START DOCUMENT EXTRACT

- Soulshine Yoga and Music Tour headliner Michael Franti on yoga: "It's the only thing that keeps me from being a total jerk."
Sure, Michael Franti is extremely talented and walks around barefoot most of the time. But in other ways he's just like us, ready to throw open his window, like the character Howard Beale in Network, and swear he's "not gonna take it anymore."
That's where yoga comes in, and in a big way. Franti and his band Spearhead are back out on the road with their Soulshine Yoga and Music Tour, which will feature a pre-show event in which he plays a handful of acoustic numbers and "physically participates" with fans in a professionally led yoga session.
"It's the only thing that keeps me from being a total jerk to the people that I love," he laughs. "When I feel super stressed out like I'm going crazy, I get on my yoga mat, and 45 minutes later I feel like I can at least approach things from a place of not being totally pissed off."
In addition to yoga, the current tour will be promoting last year's Soulrocker album, which sends its message of unity and hope through songs like "We Are All Earthlings," "Still Standing" and "Good to Be Alive Today."
"There are so many things that we see that are in a state of crisis right now," says Franti, who views that as both a challenge and an opportunity. "If you want to help the world, right now it's like shooting ducks in a barrel."
Still, all the good karma Franti has earned through his activism, music and positive energy hasn't shielded him from personal hardship.
"Three years ago, my son went into the doctor for a routine checkup, and we found out he has a chronic kidney illness," he recalls. "And by the time we found out he'd already lost 50 percent of his kidney function. And yeah it's a really hard thing. You sit there and go, why this kid? He's the nicest kid ever, and he's my kid."
But there turned out to be a positive side, as well. "Slowly but surely, our family started to pick up the pieces," says the musician. "It's actually become something that brought our family together. Something I thought was going to destroy us brought us together as a family, and my son just graduated high school."
In 2013, Franti formed the organization Do It for the Love (doitforthelove.org), which brings those with serious conditions to see concerts by their favorite artists. The project grew out of his own experience with Steve and Hope Dezember, whose story he tells in a documentary called 11:59. Steve suffers from advanced Lou Gehrig's disease and really wanted to see Franti play. Then, while they were all onstage, something special happened.
"Steve says to his wife, 'I want to get up and dance.' With all her strength she lifted his body up out of his wheelchair, and they had this beautiful slow dance in front of 20,000 people."
Songs, believes Franti, can offer examples of how to get through adversity and find new ways of being. "And that's an important thing," he says, "because we don't always hear it from politicians or on the news."

END DOCUMENT EXTRACT
START RAW DATA

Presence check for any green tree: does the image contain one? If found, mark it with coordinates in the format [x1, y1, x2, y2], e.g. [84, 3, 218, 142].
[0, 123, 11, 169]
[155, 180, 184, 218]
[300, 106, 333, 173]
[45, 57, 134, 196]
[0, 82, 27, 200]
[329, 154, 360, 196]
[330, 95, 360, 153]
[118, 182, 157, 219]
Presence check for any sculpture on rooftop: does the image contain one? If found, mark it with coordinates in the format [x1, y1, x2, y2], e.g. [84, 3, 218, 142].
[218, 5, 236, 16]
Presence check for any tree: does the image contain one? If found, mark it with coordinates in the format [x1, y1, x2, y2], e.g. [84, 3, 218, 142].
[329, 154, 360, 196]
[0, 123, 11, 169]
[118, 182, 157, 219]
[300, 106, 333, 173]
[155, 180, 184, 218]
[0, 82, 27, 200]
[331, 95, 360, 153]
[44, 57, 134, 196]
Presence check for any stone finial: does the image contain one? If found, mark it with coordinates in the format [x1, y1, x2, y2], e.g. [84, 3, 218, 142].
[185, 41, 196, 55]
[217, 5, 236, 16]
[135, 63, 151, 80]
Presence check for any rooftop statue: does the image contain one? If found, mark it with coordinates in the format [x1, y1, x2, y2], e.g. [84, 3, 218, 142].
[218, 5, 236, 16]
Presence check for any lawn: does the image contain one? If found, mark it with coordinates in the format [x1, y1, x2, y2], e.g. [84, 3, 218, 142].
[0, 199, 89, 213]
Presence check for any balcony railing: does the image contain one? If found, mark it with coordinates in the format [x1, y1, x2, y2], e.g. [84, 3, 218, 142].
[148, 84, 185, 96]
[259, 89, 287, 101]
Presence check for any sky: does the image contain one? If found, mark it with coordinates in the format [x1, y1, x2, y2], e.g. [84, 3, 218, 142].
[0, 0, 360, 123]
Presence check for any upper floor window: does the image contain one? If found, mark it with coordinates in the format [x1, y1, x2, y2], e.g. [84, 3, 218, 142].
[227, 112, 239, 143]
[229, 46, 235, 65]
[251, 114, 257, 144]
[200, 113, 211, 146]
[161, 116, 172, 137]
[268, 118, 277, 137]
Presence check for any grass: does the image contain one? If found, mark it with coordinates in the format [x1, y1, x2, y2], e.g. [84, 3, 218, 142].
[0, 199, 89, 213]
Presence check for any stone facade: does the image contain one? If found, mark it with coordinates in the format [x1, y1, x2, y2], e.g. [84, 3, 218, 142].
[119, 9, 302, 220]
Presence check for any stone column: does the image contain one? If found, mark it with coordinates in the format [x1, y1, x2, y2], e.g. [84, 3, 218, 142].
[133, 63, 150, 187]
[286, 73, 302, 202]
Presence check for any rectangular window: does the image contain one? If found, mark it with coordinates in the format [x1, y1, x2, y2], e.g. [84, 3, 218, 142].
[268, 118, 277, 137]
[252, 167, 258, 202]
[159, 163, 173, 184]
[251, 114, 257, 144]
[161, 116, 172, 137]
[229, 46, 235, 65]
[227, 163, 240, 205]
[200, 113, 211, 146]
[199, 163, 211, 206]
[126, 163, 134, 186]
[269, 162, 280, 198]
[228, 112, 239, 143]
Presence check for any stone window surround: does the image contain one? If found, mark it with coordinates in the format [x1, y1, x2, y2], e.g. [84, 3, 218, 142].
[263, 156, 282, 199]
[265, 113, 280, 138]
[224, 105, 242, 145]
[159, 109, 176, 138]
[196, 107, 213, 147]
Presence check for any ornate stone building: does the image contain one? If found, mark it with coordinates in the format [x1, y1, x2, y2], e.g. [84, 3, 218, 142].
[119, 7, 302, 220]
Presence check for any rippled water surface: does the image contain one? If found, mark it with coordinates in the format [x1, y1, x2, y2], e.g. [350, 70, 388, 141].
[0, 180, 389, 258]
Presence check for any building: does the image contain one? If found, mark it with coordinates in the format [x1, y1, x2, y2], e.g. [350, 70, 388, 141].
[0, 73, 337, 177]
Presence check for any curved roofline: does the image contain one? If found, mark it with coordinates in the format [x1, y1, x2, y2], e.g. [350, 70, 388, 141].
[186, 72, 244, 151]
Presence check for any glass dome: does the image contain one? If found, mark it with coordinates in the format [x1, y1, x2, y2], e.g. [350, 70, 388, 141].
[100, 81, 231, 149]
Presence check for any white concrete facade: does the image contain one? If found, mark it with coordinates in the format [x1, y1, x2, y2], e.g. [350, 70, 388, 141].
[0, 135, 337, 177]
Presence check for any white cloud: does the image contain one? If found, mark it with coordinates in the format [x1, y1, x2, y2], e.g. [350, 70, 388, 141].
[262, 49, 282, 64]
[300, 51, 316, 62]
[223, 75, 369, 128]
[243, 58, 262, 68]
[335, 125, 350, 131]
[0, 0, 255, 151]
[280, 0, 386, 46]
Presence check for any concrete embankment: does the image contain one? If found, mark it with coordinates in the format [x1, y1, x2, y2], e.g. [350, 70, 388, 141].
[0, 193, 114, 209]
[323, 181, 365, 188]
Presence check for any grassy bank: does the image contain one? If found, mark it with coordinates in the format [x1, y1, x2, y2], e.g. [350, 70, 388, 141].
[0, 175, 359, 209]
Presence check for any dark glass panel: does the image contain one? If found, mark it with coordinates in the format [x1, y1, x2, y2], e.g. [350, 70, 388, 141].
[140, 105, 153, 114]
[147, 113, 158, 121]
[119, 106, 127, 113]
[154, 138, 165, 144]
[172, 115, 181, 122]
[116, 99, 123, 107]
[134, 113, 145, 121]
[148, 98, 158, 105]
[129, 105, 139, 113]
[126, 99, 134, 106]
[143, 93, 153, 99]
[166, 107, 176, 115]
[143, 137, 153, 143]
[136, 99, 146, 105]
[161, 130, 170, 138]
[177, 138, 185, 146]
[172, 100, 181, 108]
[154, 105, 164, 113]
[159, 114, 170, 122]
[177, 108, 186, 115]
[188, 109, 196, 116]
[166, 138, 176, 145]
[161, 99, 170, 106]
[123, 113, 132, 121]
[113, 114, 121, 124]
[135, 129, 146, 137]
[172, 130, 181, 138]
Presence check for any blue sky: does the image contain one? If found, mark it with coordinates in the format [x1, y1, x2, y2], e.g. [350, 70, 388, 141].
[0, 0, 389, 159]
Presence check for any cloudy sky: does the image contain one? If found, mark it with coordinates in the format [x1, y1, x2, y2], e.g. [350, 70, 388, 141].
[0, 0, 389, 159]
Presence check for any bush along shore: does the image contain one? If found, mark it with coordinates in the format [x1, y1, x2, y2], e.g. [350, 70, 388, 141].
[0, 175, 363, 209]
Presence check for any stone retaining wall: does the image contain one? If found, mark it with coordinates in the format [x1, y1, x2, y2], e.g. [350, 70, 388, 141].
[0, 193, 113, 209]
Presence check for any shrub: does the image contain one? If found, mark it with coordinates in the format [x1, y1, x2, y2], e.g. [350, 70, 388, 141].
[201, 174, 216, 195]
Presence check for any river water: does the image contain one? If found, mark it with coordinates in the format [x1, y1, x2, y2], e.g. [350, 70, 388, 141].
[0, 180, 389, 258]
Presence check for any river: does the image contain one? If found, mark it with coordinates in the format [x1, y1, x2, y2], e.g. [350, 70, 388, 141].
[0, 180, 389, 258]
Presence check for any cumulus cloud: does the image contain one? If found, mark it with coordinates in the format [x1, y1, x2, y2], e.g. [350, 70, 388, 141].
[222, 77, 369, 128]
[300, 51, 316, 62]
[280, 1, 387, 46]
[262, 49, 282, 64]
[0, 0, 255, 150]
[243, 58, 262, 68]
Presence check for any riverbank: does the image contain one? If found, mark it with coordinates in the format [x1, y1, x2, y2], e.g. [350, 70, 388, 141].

END RAW DATA

> _BRIEF 1_: Please explain, in one to three sentences, why Franti considers it important that songs can show people how to get through adversity, according to the Michael Franti article.
> _BRIEF 2_: In the Michael Franti article, what year did Franti form the organization Do It for the Love?
The records come from a separate source.

> _YOUR SOLUTION 1_: Franti believes songs can offer examples of how to get through adversity and find new ways of being. He says this matters because people don't always hear that message from politicians or on the news.

> _YOUR SOLUTION 2_: 2013